### 页面正文 ###

合并两个排序的链表

题目描述

输入两个单调递增的链表，输出两个链表合成后的链表，当然我们需要合成后的链表满足单调不减规则。

/*
struct ListNode {
    int val;
    struct ListNode *next;
    ListNode(int x) :
            val(x), next(NULL) {
    }
};*/
//方法一：非递归
class Solution {
public:
    ListNode* Merge(ListNode* pHead1, ListNode* pHead2)
    {
        //创建一个结点为0的链表
        ListNode* current = new ListNode(0);
        ListNode* result= current;
        //开始遍历两个链表，将较小当前较小值的结点添加进current链表中
        while (pHead1 != NULL && pHead2 != NULL)
        {
            if (pHead1->val <= pHead2->val) {
                current->next = pHead1;
                current = current->next;
                pHead1 = pHead1->next;
                
            }
            else
            {
                current->next= pHead2;
                current = current->next;
                pHead2 = pHead2->next;
                
            }
        }
        //那个链表没遍历完，直接添加未遍历完的链表
        if (pHead1 != NULL) {
            current->next = pHead1;
        }
        if (pHead2 != NULL) {
            current->next = pHead2;
        }
        //返回合并后的链表
        return result->next;
    }
};

/*
struct ListNode {
    int val;
    struct ListNode *next;
    ListNode(int x) :
            val(x), next(NULL) {
    }
};*/
//方法二：递归
class Solution {
public:
    ListNode* Merge(ListNode* pHead1, ListNode* pHead2)
    {
        if (pHead1==NULL) {
            return pHead2;
        }
        if (pHead2 == NULL) {
            return pHead1;
        }
        ListNode * result = NULL;
        if (pHead1->val <= pHead2->val) {
            result = pHead1;
            result->next = Merge(pHead1->next,pHead2);
        }
        else
        {
            result = pHead2;
            result->next = Merge(pHead1, pHead2->next);
        }
        return result;
    }
};

### 源数据 ###

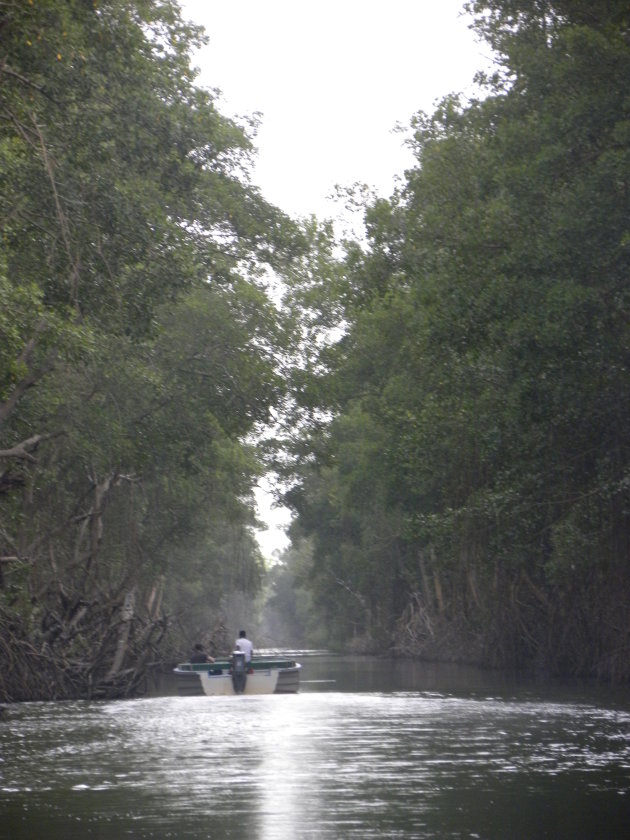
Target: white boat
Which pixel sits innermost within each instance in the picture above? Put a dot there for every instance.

###

_任务要求_:
把页面正文中以“输入两个单调递增的链表”开头的段落改写得更简短，保留其主要信息。 这些数据来自其他来源。

_参考答案_:
输入两个单调递增的链表，输出它们合并后的链表，合并结果须满足单调不减。